Start of ENTRIES SUPPLIED

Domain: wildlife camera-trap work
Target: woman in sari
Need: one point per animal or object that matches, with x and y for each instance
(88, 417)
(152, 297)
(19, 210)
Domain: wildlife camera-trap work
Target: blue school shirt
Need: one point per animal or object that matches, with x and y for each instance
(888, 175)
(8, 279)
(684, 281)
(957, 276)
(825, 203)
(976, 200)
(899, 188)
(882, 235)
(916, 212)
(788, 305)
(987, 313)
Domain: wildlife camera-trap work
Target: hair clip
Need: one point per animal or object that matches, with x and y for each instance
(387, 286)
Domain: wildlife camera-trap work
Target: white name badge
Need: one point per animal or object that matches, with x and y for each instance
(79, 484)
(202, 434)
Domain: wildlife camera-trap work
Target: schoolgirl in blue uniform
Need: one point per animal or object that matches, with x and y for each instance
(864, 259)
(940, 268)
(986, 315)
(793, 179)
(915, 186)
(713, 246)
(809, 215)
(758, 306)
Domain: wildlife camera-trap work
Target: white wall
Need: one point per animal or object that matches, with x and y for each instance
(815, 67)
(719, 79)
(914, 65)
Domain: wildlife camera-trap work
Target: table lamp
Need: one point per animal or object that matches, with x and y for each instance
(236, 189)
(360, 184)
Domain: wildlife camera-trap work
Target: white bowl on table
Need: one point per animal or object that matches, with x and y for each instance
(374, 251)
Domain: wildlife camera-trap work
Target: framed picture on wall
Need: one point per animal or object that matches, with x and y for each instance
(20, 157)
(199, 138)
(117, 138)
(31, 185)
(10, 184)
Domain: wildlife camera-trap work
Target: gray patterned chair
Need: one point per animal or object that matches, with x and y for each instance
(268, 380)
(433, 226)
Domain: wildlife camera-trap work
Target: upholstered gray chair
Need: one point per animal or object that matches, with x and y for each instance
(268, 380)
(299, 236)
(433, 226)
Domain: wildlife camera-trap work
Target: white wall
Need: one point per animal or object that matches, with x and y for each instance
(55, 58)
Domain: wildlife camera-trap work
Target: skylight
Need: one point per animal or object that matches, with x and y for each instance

End of ENTRIES SUPPLIED

STATED GOAL: Output every record above exactly as it appears.

WRITTEN RESPONSE:
Domain: wildlife camera-trap work
Target: woman in sari
Need: one point per animal or object that matches, with x and y for each instance
(88, 417)
(152, 297)
(19, 210)
Domain: wildlife camera-trap work
Target: blue school shirt
Need: one point per animal or object that matches, with x and y for each instance
(888, 175)
(8, 279)
(684, 281)
(957, 276)
(825, 203)
(976, 200)
(899, 188)
(882, 235)
(916, 212)
(788, 305)
(987, 313)
Domain: wildlife camera-trap work
Target: hair clip
Need: one point per animal or object that matches, with x and y for each instance
(387, 286)
Domain: wildlife camera-trap work
Target: white name badge
Need: one point per animal or object that matches, with x and y for each instance
(79, 484)
(202, 434)
Domain: wildlife camera-trap work
Target: schoolgirl in blue uniform
Need: one point per animal or object that matches, with x and y for each instance
(864, 259)
(940, 268)
(986, 315)
(793, 179)
(915, 186)
(713, 246)
(809, 215)
(758, 306)
Domain: wildlife camera-trap work
Target: white wall
Need: one point per animal or object that matches, with x and y for each instance
(815, 67)
(719, 79)
(914, 65)
Domain: wildlife camera-trap work
Target: table lamp
Need: one point per animal or object that matches, with x and y for each instance
(236, 189)
(360, 184)
Domain: wildlife camera-trap work
Target: white bowl on table
Need: one point per animal or object that matches, with x and y for each instance
(374, 251)
Domain: wildlife camera-trap work
Target: framed picture on wall
Need: one point per animal or object that matches, with x and y for each instance
(20, 157)
(199, 138)
(117, 138)
(31, 185)
(10, 184)
Domain: wildlife camera-trap work
Target: gray patterned chair
Need: one point per animal or object that matches, with x and y for each instance
(268, 380)
(433, 226)
Domain: wildlife camera-trap work
Target: upholstered gray chair
Need: one point per animal or object that matches, with x and y for each instance
(268, 380)
(299, 236)
(433, 226)
Domain: wildlife camera-trap work
Target: white wall
Need: one point per animal or object that matches, with x and y for each instance
(55, 58)
Domain: wildlife camera-trap work
Target: skylight
Need: one point per animal or object that matches, with x and y for each instance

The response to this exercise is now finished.